DIRECTIVE: In the listing below, locate the line containing "task | place a marker on each instance of the tree"; reproduce that line and all lines that follow it, unchanged.
-- START MATERIAL PROVIDED --
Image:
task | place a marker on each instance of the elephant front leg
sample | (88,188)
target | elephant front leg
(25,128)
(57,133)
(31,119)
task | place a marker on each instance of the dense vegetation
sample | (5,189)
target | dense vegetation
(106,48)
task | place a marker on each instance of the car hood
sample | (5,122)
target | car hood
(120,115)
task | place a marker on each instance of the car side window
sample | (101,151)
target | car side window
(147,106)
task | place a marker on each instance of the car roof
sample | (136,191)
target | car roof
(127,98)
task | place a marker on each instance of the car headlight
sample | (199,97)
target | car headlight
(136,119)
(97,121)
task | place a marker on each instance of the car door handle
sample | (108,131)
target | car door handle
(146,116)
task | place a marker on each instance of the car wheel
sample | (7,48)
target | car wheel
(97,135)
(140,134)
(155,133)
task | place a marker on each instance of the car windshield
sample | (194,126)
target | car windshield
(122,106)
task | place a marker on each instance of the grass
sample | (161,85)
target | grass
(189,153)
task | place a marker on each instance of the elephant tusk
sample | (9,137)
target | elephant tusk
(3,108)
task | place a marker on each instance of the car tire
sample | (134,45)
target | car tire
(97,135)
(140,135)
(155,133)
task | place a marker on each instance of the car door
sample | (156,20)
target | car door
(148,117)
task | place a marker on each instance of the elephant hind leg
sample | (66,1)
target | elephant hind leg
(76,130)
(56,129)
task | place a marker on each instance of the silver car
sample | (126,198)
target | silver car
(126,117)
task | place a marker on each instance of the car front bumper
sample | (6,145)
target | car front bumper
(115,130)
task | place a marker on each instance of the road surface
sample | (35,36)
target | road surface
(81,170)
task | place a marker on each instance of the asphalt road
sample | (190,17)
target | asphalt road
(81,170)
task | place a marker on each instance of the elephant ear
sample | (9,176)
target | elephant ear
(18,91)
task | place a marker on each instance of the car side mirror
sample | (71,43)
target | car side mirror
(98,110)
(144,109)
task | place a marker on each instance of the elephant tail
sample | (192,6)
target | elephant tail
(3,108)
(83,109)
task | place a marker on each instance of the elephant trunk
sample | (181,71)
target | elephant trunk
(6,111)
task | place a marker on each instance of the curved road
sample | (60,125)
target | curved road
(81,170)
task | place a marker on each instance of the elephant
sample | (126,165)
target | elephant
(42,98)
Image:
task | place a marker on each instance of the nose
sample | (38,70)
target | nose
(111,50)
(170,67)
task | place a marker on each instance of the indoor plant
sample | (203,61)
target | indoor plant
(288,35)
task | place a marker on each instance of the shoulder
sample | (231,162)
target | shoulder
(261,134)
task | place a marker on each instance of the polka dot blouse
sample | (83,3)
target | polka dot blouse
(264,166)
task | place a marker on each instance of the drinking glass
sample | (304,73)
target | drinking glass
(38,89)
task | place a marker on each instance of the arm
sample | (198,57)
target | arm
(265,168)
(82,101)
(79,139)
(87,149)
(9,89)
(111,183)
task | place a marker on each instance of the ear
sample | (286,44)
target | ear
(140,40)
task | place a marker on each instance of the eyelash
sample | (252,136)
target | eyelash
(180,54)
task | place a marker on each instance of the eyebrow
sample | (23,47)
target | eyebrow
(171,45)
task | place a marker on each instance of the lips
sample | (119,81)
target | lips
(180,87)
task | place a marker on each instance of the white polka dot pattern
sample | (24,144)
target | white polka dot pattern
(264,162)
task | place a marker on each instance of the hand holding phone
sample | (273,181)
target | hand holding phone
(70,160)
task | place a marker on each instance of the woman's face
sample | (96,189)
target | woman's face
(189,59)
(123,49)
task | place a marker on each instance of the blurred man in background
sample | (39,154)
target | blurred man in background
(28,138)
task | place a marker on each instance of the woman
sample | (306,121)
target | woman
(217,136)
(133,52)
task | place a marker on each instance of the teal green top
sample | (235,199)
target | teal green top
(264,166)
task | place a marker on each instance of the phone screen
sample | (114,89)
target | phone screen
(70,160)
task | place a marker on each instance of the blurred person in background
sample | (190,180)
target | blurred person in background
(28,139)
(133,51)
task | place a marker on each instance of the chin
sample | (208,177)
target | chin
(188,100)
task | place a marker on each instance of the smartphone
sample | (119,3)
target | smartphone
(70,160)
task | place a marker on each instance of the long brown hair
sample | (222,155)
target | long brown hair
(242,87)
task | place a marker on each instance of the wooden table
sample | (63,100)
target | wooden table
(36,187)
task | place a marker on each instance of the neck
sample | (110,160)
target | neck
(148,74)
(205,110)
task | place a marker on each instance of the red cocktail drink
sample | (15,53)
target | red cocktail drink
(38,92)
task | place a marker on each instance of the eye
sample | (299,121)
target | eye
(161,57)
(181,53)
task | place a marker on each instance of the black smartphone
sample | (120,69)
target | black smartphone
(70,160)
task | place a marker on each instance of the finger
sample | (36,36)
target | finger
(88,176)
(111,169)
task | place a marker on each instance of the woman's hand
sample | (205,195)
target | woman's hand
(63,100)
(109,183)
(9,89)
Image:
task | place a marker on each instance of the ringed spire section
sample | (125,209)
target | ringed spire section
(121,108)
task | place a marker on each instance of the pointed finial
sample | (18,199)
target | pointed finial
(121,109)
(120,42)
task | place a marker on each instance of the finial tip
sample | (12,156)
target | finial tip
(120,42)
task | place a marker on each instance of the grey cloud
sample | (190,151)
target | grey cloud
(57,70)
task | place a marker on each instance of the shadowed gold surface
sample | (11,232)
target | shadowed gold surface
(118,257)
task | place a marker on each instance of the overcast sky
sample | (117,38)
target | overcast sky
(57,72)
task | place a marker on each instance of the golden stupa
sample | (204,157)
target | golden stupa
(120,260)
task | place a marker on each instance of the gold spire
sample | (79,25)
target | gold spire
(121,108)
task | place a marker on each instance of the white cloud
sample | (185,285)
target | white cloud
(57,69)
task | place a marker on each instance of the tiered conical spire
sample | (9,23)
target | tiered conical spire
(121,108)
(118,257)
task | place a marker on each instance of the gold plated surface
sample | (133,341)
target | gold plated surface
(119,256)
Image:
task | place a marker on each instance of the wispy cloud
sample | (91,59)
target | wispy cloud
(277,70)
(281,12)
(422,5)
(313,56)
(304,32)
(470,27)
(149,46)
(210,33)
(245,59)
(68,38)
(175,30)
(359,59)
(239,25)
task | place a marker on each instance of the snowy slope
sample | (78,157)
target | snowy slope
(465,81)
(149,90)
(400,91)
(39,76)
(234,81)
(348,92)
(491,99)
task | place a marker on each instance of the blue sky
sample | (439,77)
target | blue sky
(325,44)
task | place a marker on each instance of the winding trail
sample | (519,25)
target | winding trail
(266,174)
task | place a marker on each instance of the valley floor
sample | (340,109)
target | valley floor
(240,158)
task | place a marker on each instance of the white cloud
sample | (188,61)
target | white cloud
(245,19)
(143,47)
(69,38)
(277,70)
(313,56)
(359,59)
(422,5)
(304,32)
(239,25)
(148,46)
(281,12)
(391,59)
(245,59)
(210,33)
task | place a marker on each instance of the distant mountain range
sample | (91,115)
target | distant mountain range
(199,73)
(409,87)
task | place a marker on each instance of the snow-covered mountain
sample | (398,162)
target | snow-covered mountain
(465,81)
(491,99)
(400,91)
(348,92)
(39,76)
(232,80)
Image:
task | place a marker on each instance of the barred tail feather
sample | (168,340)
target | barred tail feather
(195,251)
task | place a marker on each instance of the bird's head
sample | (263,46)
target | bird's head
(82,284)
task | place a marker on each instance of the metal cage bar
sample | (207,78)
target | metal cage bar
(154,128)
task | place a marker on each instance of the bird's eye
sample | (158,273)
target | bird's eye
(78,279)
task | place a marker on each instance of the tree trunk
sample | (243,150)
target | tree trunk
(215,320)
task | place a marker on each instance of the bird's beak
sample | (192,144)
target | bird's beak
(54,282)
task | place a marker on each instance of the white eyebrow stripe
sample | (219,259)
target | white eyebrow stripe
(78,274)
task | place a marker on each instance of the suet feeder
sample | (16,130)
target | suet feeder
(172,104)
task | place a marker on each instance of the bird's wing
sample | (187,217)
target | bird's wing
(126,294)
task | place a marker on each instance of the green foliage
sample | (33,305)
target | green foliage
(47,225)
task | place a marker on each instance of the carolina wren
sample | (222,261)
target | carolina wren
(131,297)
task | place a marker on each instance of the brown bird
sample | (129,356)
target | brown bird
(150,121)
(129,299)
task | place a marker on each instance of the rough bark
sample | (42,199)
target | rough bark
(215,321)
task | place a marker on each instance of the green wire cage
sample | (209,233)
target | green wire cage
-- END MATERIAL PROVIDED --
THE REPLY:
task | place a marker on each instance of the tree trunk
sample | (243,150)
target | tree trunk
(215,320)
task | place a marker on each instance of the bird's beak
sample | (192,144)
target | bird's beak
(54,282)
task | place a marker on each instance of the white eyebrow stripe
sample | (219,259)
target | white eyebrow stripe
(78,274)
task | place a marker on each instance of the suet feeder
sample | (16,130)
target | suet feeder
(172,104)
task | place a marker on each instance of the bird's wing
sample | (187,217)
target | bird's wing
(126,294)
task | place a marker on each instance of the green foliage
sample | (33,305)
target | green foliage
(47,225)
task | place a marker on each instance of the carolina wren
sample | (222,261)
target | carolina wren
(131,297)
task | place a marker on each instance of the brown bird
sample | (129,356)
target | brown bird
(150,121)
(129,299)
task | place a marker on each instance of the rough bark
sample | (42,199)
target | rough bark
(215,321)
task | place a marker on each instance of the green wire cage
sample | (209,233)
target | green wire cage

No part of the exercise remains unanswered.